■ Task brief:
Format the lines below as a Markdown table with the columns Row and Line, starting with the line that contains "Task: mark each instance of the black" and going on through the end of the records. Number each row in the Row column, place the line itself in the Line column, and leave out any blank lines.

■ Entries shown:
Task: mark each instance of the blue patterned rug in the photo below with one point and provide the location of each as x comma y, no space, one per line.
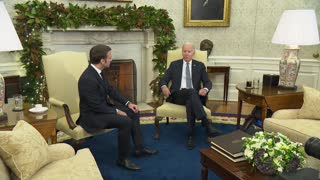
174,162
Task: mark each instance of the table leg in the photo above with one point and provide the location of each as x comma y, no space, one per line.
263,114
226,82
54,136
204,172
239,112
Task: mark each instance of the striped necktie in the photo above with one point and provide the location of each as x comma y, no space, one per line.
188,77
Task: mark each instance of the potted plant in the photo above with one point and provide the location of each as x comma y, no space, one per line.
273,153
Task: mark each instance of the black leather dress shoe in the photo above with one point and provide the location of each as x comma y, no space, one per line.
128,164
211,131
190,143
145,151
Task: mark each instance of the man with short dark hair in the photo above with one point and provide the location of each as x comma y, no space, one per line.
97,113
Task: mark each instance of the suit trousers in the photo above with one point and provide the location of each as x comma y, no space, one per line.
126,125
136,133
194,107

■ Completed task:
| Row | Line |
|---|---|
| 1 | Task: mark each instance of the black leather dress shoe in the photo above with one point and provide the location of each as x comma y, no space, one per line. |
| 2 | 128,164 |
| 3 | 211,131 |
| 4 | 190,143 |
| 5 | 145,151 |
| 6 | Task: mark each instance of the man with short dark hair in the photo above with one point and provide the location of each as x comma y, no space, one per line. |
| 7 | 97,113 |
| 8 | Task: mark each instance of the suit trousers in the photo above with one point and provide the location of each as x comma y, no space, one per line. |
| 9 | 126,125 |
| 10 | 136,133 |
| 11 | 194,107 |